### TASK INSTRUCTIONS
Repeat the stretch from "Given Warren’s credibility" through "smart regulatory reform." in the passage on Warren and the Abundance movement.

### EXCERPTED PASSAGE
#####

She also took aim at former President Joe Biden and Senate minority leader Chuck Schumer for failing to rein in pro-corporate saboteurs like Kyrsten Sinema, who “faced no consequences from her president or her leaders in Washington” for tanking the minimum wage increase—a key plank of the party’s economic platform. Sinema went on to an unceremonious exit from the Senate after a single term, declining to run for reelection after her support collapsed across the political spectrum.
Instead of arguing the party needs to be more like Sinema, Warren’s diagnosis—strikingly similar [ [link removed] ] to what pollsters told us just weeks ago—was that donor influence and gun-shy politics have, over time, eroded the party’s trust with working-class voters and their belief that the party was capable of taking on the wealthy and well-connected.
How Team Abundance Misread Warren
While few have embraced it outright, many mainstream liberals and progressives have nodded toward Abundance—dropping the term into speeches or triangulating it with economically populist rhetoric. But Warren’s warning marks the most direct acknowledgement and challenge to the campaign yet.
The intervention from such a widely respected party elder signals that aligning with the Abundance movement, and accepting support from the rapidly growing network of super PACs its billionaire proponents are funding, risks becoming a political liability in the upcoming primary season.
That Warren in particular would fire an opening shot seems to have caught many off guard.
Many Abundance proponents—quick to claim validation from any favorable mention by a progressive lawmaker—had chalked her up as a supporter. In part because Warren is seen as a ‘policy nerd worried about zoning’ in much the same vein as Ezra Klein himself.
Just last year, Warren’s Build Now Act formed a key plank of the Scott-Warren ROAD to Housing Act, a rare bipartisan supply-focused package designed to increase housing construction and cut regulatory bottlenecks. Abundance proponents hailed [ [link removed] ] it as “the first comprehensive bid to tackle the roots of America’s affordability crisis in a generation.”
But Warren’s persona as a policy wonk, Senate conciliator, and the party’s pragmatic, insider progressive is only half the story. A former Republican radicalized by the corporate capture of control over US market systems, Warren has long been preoccupied with the power of big-money—building her career taking on Wall Street and calling out how corporate America rigs markets, jacks up prices, writes its own rules, and distorts political incentives. As Warren regularly reminds audiences, she isn’t anti-capitalism, she just wants capitalism with sensible rules.
Given Warren’s credibility with both progressives and many liberal Abundance advocates, this moment could be an opportunity for some in the Abundance movement to pivot away from a billionaire-backed deregulatory push and towards a program of smart regulatory reform.
That’s not how it’s generally landed online, where Warren’s intervention has been met with bewilderment, annoyance and dismissal. Abundance cheerleader Matt Yglesias, who recently wrote a post [ [link removed] ] titled ‘Let’s all practice billionaire positivity,’ argued that it would be a mistake to kick out tech and finance elites out of the party’s “big tent.”
For their part, those in constant contact with swing voters strongly agree with Warren that a strong, populist economic platform that enrages the donor class instead of catering to them is the best path forward.
“This entire idea that you need to deliver some kind of milquetoast platform that’s blandly inoffensive to everyone is just tone deaf to people’s struggles. It doesn’t really matter what you say because it just won’t break through,” Shenker-Osorio said.
“For a big tent to actually stand you need a pole,” she added. “Otherwise, it’s just a tarp that smothers you.”

#####

### EXCERPTED RECORDS

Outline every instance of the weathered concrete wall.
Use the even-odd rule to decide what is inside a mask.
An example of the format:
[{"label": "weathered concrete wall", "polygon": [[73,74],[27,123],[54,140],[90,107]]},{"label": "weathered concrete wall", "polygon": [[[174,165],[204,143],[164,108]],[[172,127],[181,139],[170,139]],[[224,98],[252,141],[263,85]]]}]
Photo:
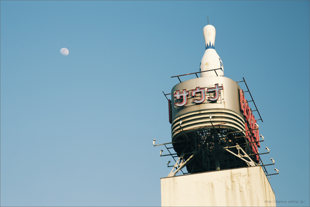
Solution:
[{"label": "weathered concrete wall", "polygon": [[162,206],[275,206],[262,167],[247,167],[161,179]]}]

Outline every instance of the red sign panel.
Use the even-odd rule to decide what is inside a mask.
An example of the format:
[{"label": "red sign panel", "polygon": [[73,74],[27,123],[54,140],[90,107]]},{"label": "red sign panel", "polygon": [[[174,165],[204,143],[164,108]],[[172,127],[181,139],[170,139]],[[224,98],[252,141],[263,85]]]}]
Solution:
[{"label": "red sign panel", "polygon": [[[250,130],[246,132],[246,136],[249,142],[251,142],[259,141],[258,128],[255,125],[256,120],[252,113],[252,110],[249,107],[248,101],[244,97],[243,90],[239,88],[240,95],[240,110],[246,119],[246,130]],[[256,130],[255,129],[257,129]],[[260,147],[259,142],[251,143],[250,144],[253,154],[258,154],[258,147]],[[256,155],[256,160],[259,160],[258,155]]]}]

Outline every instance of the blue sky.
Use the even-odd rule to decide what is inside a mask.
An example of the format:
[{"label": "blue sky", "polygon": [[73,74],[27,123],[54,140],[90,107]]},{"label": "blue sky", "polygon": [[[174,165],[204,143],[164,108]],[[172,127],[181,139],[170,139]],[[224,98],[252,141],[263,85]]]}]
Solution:
[{"label": "blue sky", "polygon": [[208,16],[225,76],[244,77],[264,121],[276,199],[309,206],[309,8],[1,1],[1,206],[160,206],[171,170],[152,144],[171,139],[162,91],[199,71]]}]

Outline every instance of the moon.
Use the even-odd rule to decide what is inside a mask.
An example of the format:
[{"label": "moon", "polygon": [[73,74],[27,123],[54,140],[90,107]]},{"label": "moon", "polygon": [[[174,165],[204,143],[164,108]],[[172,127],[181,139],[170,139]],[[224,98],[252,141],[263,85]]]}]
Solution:
[{"label": "moon", "polygon": [[63,55],[69,55],[69,50],[66,48],[64,47],[60,50],[60,53]]}]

#####

### REPLY TO THE TASK
Given Warren’s credibility with both progressives and many liberal Abundance advocates, this moment could be an opportunity for some in the Abundance movement to pivot away from a billionaire-backed deregulatory push and towards a program of smart regulatory reform.